**EXERCISE GOAL**
Recast the part of the data that opens with the line containing "[locate] tiled floor" and closes with the last line of the data as a Markdown table with the columns No. and Line. Give one numbered row per line, include both end lines, and leave out blank lines.

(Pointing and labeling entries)
-- begin --
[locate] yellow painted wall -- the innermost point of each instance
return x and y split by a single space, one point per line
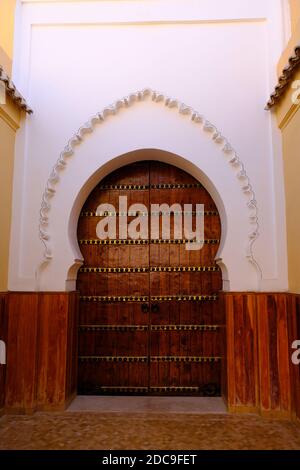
7 14
288 115
295 13
9 122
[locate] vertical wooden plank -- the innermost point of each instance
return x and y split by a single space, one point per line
294 335
3 337
242 362
283 355
56 348
21 375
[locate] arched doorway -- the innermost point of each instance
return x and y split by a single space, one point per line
150 319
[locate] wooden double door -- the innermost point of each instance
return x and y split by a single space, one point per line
150 319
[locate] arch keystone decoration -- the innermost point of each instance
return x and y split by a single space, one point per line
184 110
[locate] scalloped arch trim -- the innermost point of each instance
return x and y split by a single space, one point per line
184 110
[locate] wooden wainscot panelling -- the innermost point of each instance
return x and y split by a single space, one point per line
57 353
42 351
21 372
274 355
3 337
242 359
294 335
261 328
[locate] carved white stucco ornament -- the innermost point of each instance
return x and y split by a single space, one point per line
185 111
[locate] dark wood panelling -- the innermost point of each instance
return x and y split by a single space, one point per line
274 357
3 337
161 271
242 361
56 360
21 378
260 331
294 335
41 351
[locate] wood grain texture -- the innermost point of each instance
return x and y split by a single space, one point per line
41 351
294 335
242 360
21 378
56 348
3 337
167 185
260 375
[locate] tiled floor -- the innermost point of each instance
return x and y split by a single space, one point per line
140 430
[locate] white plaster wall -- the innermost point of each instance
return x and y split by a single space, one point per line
74 58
-- end --
**SOLUTION TO THE PROBLEM**
| No. | Line |
|---|---|
| 1 | [locate] tiled floor -- the innermost point of each instance |
| 2 | return x and y split by a single space, one point per line |
| 3 | 140 430 |
| 4 | [locate] white plaster wall -- the innermost point of each instance |
| 5 | return x and y split by a single space, one point per line |
| 6 | 74 58 |